- **Anweisungen**:
A: Zähle in der Reihenfolge des folgenden Auszugs alle Handlungen auf, die ein Fahrgast laut Text für eine Busfahrt selbst ausführt.
B: Schreibe aus dem folgenden Auszug den Abschnitt ab, der bei den Worten "Aufgrund von den" beginnt, und höre nach "zunächst sehr ungewohnt." auf.
C: Beantworte zum folgenden Auszug diese Fragen:
(i) Wie viel kostet eine Taxifahrt umgerechnet höchstens?
(ii) Mit welcher Note bewertet die schreibende Person ihren Orientierungssinn?
(iii) Wo wurde ihr die Bedeutung ihres Aussehens besonders vor Augen geführt?

- **Ausgewählter Auszug**:
"""
Neben dem Taxi (Taxi fahren ist hier sehr verbreitet und kostet umgerechnet nie mehr als 3€) sind Busse das Hauptverkehrsmittel. Diese fahren allerdings nach keinem festen Fahrplan und halten auch an keinen Haltestellen. Wenn du Bus fahren möchtest stellst du dich an den Straßenrand, um einem Bus mit der entsprechenden Nummer zuzuwinken, damit du einsteigen kannst. Zum aussteigen rufst du „Ich steige aus“ und der Busfahrer hält für dich an. Alleine in einen Bus zu steigen habe ich mich bis jetzt jedoch noch nicht getraut.
Aufgrund von den wenigen Touristen in Oruro, fällt man als europäische Frau besonders auf. So fiel es mir in den ersten Tagen besonders schwer einzuschätzen, was es bedeutet als weiße Frau alleine durch die Straßen zu laufen. Da ich auf der Straße nicht unbedingt ein Handy benutzen soll und mein Orientierungssinn eine 0 von 10 ist, war ich in den ersten Tagen stark abhängig von meiner Gastfamilie. Mittlerweile komme ich ganz gut zurecht, doch unbemerkt werde ich nie durch die Straßen laufen können. Die Bedeutung meines Aussehens wurde mir besonders in der Schule vor Augen geführt. Und auch die Bedeutung von Deutschland oder deutsch für die Schule war zunächst sehr ungewohnt.
"""
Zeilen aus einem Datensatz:
"""
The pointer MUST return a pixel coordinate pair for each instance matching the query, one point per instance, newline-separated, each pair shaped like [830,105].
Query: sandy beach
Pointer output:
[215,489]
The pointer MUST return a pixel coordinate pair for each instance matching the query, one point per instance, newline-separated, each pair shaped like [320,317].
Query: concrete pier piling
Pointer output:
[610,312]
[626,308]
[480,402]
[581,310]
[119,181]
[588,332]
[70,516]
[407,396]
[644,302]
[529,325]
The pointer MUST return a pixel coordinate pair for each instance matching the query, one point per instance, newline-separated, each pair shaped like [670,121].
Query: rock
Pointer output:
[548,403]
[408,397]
"""
- **Lösungen**:
A:
1. sich an den Straßenrand stellen
2. einem Bus mit der entsprechenden Nummer zuwinken
3. einsteigen
4. zum Aussteigen „Ich steige aus“ rufen

B:
Aufgrund von den wenigen Touristen in Oruro, fällt man als europäische Frau besonders auf. So fiel es mir in den ersten Tagen besonders schwer einzuschätzen, was es bedeutet als weiße Frau alleine durch die Straßen zu laufen. Da ich auf der Straße nicht unbedingt ein Handy benutzen soll und mein Orientierungssinn eine 0 von 10 ist, war ich in den ersten Tagen stark abhängig von meiner Gastfamilie. Mittlerweile komme ich ganz gut zurecht, doch unbemerkt werde ich nie durch die Straßen laufen können. Die Bedeutung meines Aussehens wurde mir besonders in der Schule vor Augen geführt. Und auch die Bedeutung von Deutschland oder deutsch für die Schule war zunächst sehr ungewohnt.

C:
(i) Nie mehr als 3€.
(ii) Mit 0 von 10.
(iii) In der Schule.